> _EXERCISE A_
Copy the passage of the building telemetry text between "Optimise the RL" and "plot_config, plot_path, anomalies=anomaly_result.data)", inclusive.
> _EXERCISE B_
List every section heading that appears in the building telemetry text.

> _SUPPLIED TEXT_
____________________

Use the `DataGeneratorConfig` to sample deterministic building telemetry and persist it for downstream steps.

In [None]:
dataset = generate_dataset(scenario.building, data_config)
dataset_path = output_dir / 'dataset.csv'
dataset.to_csv(dataset_path, index=False)
dataset.head()

## Train forecasting model

Fit the forecasting model defined by the preset and inspect a subset of predictions alongside the RMSE metric.

In [None]:
forecast_result = train_forecasting_model(dataset, forecast_config)
forecast_summary = {
    'rmse': forecast_result.rmse,
    'predictions': forecast_result.predictions[:5].tolist(),
}
forecast_summary

## Detect anomalies

The anomaly detector flags unusual telemetry points. The resulting dataframe is useful for plotting and further analysis.

In [None]:
anomaly_result = detect_anomalies(dataset, anomaly_config)
len(anomaly_result.data)

## Cluster building zones

Group zones using the clustering configuration shipped with the scenario.

In [None]:
cluster_result = cluster_zones(dataset, cluster_config)
cluster_result.assignments.head()

## Train reinforcement learning policy

Optimise the RL control policy and report the mean episodic reward.

In [None]:
rl_result = train_policy(rl_config)
rl_result.average_reward()

## Visualise sensor telemetry

Plot the target sensor with anomaly annotations. The file is written to `examples/outputs/sensor_plot.png`.

In [None]:
plot_path = output_dir / 'sensor_plot.png'
plot_time_series(dataset, plot_config, plot_path, anomalies=anomaly_result.data)
plot_path

## Summarise outputs

Collect key metrics and artefact locations for quick reference.

In [None]:
summary = pd.DataFrame(
    {
        'forecast_rmse': [forecast_result.rmse],
        'avg_rl_reward': [rl_result.average_reward()],
        'clusters': [cluster_result.assignments.to_dict(orient='records')],
    }
)
summary_path = output_dir / 'summary.csv'
summary.to_csv(summary_path, index=False)
print(f'Dataset saved to {dataset_path}')
print(f'Forecast summary: {forecast_summary}')
print(f'Anomaly output rows: {len(anomaly_result.data)}')
print(f'Cluster assignments saved with {len(cluster_result.assignments)} entries')
print(f'RL mean reward: {rl_result.average_reward():.3f}')
print(f'Plot saved to {plot_path}')
print(f'Summary saved to {summary_path}')
summary

____________________

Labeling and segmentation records
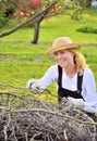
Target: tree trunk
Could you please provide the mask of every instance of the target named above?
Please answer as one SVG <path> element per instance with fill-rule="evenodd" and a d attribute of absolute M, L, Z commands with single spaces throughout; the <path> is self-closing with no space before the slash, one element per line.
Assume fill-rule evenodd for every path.
<path fill-rule="evenodd" d="M 54 3 L 56 4 L 56 3 Z M 51 9 L 53 7 L 53 4 L 51 4 L 49 7 L 49 9 Z M 35 21 L 35 30 L 34 30 L 34 40 L 32 41 L 32 43 L 37 44 L 38 42 L 38 38 L 39 38 L 39 25 L 41 23 L 41 21 L 46 17 L 46 15 L 49 12 L 49 9 L 47 9 L 46 11 L 44 11 Z"/>

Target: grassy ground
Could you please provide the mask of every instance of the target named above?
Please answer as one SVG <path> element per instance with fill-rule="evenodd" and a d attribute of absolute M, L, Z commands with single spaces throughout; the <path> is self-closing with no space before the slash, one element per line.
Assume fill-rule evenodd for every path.
<path fill-rule="evenodd" d="M 76 31 L 83 26 L 96 27 L 97 10 L 84 12 L 82 21 L 73 21 L 69 15 L 45 20 L 40 25 L 39 42 L 32 44 L 33 28 L 23 28 L 8 37 L 0 38 L 0 82 L 25 87 L 31 78 L 39 78 L 54 64 L 53 57 L 46 54 L 53 39 L 69 36 L 83 43 L 81 52 L 94 72 L 97 84 L 97 34 Z M 56 93 L 54 85 L 49 87 Z"/>

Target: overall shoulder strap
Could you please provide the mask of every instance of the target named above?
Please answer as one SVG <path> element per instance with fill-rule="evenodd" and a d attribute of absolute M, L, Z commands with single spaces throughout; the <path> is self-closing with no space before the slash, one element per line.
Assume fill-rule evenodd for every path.
<path fill-rule="evenodd" d="M 83 82 L 83 75 L 77 74 L 77 91 L 81 93 L 82 91 L 82 82 Z"/>
<path fill-rule="evenodd" d="M 58 86 L 62 87 L 62 67 L 58 65 Z"/>

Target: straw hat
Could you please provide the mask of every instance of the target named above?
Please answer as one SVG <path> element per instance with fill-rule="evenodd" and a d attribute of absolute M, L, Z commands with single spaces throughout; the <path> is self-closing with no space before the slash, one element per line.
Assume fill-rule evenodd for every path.
<path fill-rule="evenodd" d="M 80 49 L 82 46 L 78 43 L 73 43 L 73 41 L 69 37 L 59 37 L 57 38 L 52 47 L 47 51 L 49 54 L 53 54 L 57 51 L 65 50 L 65 49 Z"/>

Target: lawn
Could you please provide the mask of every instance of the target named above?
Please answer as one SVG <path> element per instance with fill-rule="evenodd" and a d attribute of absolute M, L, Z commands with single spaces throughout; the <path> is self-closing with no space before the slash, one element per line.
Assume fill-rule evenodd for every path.
<path fill-rule="evenodd" d="M 32 44 L 34 28 L 25 27 L 0 38 L 0 82 L 25 87 L 31 78 L 40 78 L 48 67 L 54 64 L 53 56 L 46 51 L 53 39 L 69 36 L 83 44 L 80 50 L 94 72 L 97 84 L 97 34 L 77 31 L 84 26 L 97 26 L 97 10 L 86 10 L 82 21 L 73 21 L 69 15 L 58 15 L 45 20 L 40 25 L 39 42 Z M 48 89 L 56 93 L 54 84 Z"/>

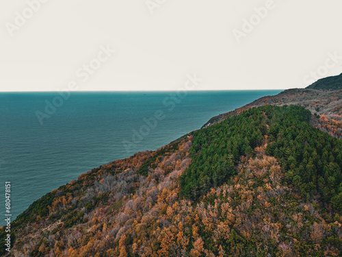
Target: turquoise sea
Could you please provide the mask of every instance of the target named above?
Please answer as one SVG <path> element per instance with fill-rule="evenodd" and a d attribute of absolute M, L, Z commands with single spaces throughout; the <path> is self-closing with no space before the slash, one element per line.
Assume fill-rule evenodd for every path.
<path fill-rule="evenodd" d="M 5 182 L 14 220 L 88 170 L 156 149 L 213 116 L 280 92 L 0 93 L 0 215 Z"/>

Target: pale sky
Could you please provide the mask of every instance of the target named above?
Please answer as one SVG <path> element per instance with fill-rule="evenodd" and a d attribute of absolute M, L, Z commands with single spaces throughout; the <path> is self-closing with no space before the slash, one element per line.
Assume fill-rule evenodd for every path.
<path fill-rule="evenodd" d="M 1 1 L 0 91 L 172 90 L 194 73 L 195 90 L 304 88 L 342 73 L 341 11 L 341 0 Z"/>

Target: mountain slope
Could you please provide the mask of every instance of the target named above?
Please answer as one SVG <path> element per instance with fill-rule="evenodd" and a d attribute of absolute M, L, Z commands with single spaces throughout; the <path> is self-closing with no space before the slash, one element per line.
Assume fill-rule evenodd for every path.
<path fill-rule="evenodd" d="M 202 127 L 220 123 L 228 117 L 239 114 L 253 107 L 296 105 L 308 110 L 311 124 L 332 136 L 342 138 L 342 90 L 289 89 L 274 96 L 261 97 L 240 108 L 211 118 Z"/>
<path fill-rule="evenodd" d="M 341 256 L 342 141 L 311 118 L 251 108 L 94 169 L 20 215 L 8 255 Z"/>

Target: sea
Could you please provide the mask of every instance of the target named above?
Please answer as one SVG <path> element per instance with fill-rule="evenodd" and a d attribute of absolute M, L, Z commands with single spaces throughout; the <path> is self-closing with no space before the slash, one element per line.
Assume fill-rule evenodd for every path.
<path fill-rule="evenodd" d="M 81 173 L 280 91 L 0 93 L 0 226 Z"/>

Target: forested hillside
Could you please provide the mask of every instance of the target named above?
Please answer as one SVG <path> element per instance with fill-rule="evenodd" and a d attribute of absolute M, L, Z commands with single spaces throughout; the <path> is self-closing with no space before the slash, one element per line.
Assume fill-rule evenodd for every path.
<path fill-rule="evenodd" d="M 8 256 L 341 256 L 342 141 L 303 107 L 248 109 L 47 194 Z"/>
<path fill-rule="evenodd" d="M 336 90 L 342 89 L 342 73 L 338 76 L 332 76 L 319 79 L 306 88 Z"/>
<path fill-rule="evenodd" d="M 289 89 L 276 95 L 261 97 L 240 108 L 213 117 L 202 127 L 251 108 L 265 105 L 304 107 L 311 112 L 312 125 L 342 139 L 342 74 L 319 79 L 306 88 Z"/>

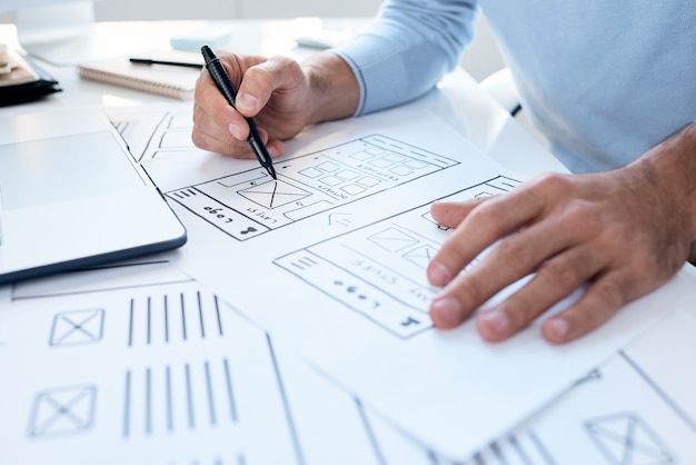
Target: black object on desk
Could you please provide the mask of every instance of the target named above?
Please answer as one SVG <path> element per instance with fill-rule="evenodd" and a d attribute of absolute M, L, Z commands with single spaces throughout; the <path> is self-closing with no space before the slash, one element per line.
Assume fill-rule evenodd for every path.
<path fill-rule="evenodd" d="M 0 75 L 0 107 L 26 103 L 61 91 L 58 81 L 31 58 L 19 57 L 19 59 L 18 67 L 8 75 Z M 36 79 L 29 81 L 22 79 L 21 75 L 31 75 L 31 72 L 37 76 Z M 18 83 L 13 83 L 18 75 L 20 75 L 20 78 L 17 79 Z"/>
<path fill-rule="evenodd" d="M 237 89 L 232 83 L 231 79 L 225 71 L 220 59 L 215 56 L 210 47 L 203 46 L 200 49 L 203 58 L 206 59 L 206 68 L 210 72 L 212 80 L 216 86 L 222 92 L 228 103 L 235 108 L 235 99 L 237 98 Z M 245 117 L 246 118 L 246 117 Z M 276 170 L 274 169 L 274 161 L 270 158 L 270 154 L 268 154 L 268 149 L 264 145 L 264 140 L 261 139 L 261 135 L 259 133 L 258 128 L 256 127 L 256 122 L 251 118 L 246 118 L 247 123 L 249 125 L 249 137 L 247 138 L 247 142 L 251 146 L 251 150 L 253 150 L 253 155 L 259 160 L 261 166 L 266 168 L 271 178 L 278 179 L 276 176 Z"/>

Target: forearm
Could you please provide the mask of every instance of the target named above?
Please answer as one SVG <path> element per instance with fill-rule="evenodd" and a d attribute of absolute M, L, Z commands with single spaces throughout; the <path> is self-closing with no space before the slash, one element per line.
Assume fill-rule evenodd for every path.
<path fill-rule="evenodd" d="M 658 198 L 646 196 L 646 207 L 662 208 L 662 218 L 672 224 L 677 234 L 674 239 L 696 241 L 696 123 L 648 150 L 627 169 L 657 192 Z M 656 204 L 658 199 L 663 201 Z"/>
<path fill-rule="evenodd" d="M 317 53 L 301 63 L 309 82 L 311 111 L 307 125 L 352 116 L 360 89 L 350 67 L 331 52 Z"/>

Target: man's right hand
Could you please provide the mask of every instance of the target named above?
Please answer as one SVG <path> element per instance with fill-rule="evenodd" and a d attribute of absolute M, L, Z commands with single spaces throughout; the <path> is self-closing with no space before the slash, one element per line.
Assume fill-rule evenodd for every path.
<path fill-rule="evenodd" d="M 245 120 L 252 117 L 269 154 L 277 158 L 285 151 L 282 140 L 308 125 L 348 117 L 357 108 L 357 81 L 334 53 L 318 53 L 302 65 L 287 57 L 217 56 L 238 87 L 237 109 L 203 69 L 196 85 L 192 133 L 193 144 L 201 149 L 253 158 Z"/>

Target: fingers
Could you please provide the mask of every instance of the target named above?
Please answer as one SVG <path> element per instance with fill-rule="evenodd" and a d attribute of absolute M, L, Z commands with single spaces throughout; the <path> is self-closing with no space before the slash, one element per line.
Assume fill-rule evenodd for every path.
<path fill-rule="evenodd" d="M 476 326 L 481 337 L 503 342 L 530 325 L 546 309 L 580 288 L 606 266 L 606 258 L 586 247 L 575 247 L 545 261 L 534 277 L 501 304 L 481 311 Z M 551 333 L 567 333 L 559 320 L 549 326 Z"/>
<path fill-rule="evenodd" d="M 292 92 L 302 85 L 299 65 L 287 57 L 276 56 L 250 67 L 237 95 L 237 109 L 253 117 L 268 103 L 274 92 Z"/>
<path fill-rule="evenodd" d="M 595 330 L 632 299 L 633 286 L 622 273 L 610 273 L 593 283 L 583 297 L 541 324 L 541 335 L 551 344 L 569 343 Z"/>
<path fill-rule="evenodd" d="M 435 325 L 459 325 L 498 291 L 536 271 L 521 290 L 479 317 L 481 336 L 503 340 L 575 290 L 587 276 L 597 273 L 604 260 L 588 260 L 584 249 L 576 247 L 587 236 L 584 227 L 564 233 L 559 227 L 564 222 L 561 214 L 500 240 L 480 263 L 449 281 L 434 299 L 430 316 Z M 590 224 L 586 225 L 585 228 Z M 580 263 L 577 267 L 576 261 Z"/>
<path fill-rule="evenodd" d="M 261 99 L 257 99 L 248 91 L 238 92 L 236 106 L 232 108 L 215 86 L 207 70 L 203 70 L 196 86 L 196 103 L 193 108 L 193 144 L 205 150 L 226 154 L 236 158 L 253 158 L 253 154 L 247 144 L 249 125 L 246 116 L 257 115 L 268 101 L 272 88 L 268 83 L 267 72 L 250 72 L 253 67 L 265 62 L 259 57 L 237 57 L 220 53 L 220 59 L 232 81 L 239 82 L 246 71 L 243 82 L 246 89 L 257 92 Z M 246 68 L 251 66 L 251 68 Z M 274 69 L 277 69 L 276 68 Z M 275 72 L 275 71 L 274 71 Z M 242 109 L 242 112 L 238 111 Z M 280 140 L 269 140 L 268 132 L 259 127 L 259 132 L 267 145 L 271 157 L 277 158 L 285 151 Z"/>
<path fill-rule="evenodd" d="M 229 155 L 235 158 L 255 158 L 253 151 L 246 139 L 236 137 L 229 128 L 228 130 L 221 128 L 218 120 L 211 118 L 200 106 L 195 106 L 193 115 L 193 132 L 191 133 L 191 139 L 196 147 L 217 154 Z M 261 128 L 259 128 L 259 133 L 271 157 L 277 158 L 284 154 L 285 146 L 280 140 L 269 140 L 268 132 Z"/>
<path fill-rule="evenodd" d="M 529 189 L 511 194 L 465 204 L 458 210 L 453 204 L 444 204 L 432 211 L 436 220 L 436 215 L 443 214 L 441 220 L 449 222 L 445 226 L 457 229 L 428 266 L 431 285 L 446 286 L 484 249 L 539 214 L 543 204 Z"/>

____________________

> _TASK OUTPUT A_
Optimise the RL control policy and report the mean episodic reward.

In [None]:
rl_result = train_policy(rl_config)
rl_result.average_reward()

## Visualise sensor telemetry

Plot the target sensor with anomaly annotations. The file is written to `examples/outputs/sensor_plot.png`.

In [None]:
plot_path = output_dir / 'sensor_plot.png'
plot_time_series(dataset, plot_config, plot_path, anomalies=anomaly_result.data)

> _TASK OUTPUT B_
Train forecasting model
Detect anomalies
Cluster building zones
Train reinforcement learning policy
Visualise sensor telemetry
Summarise outputs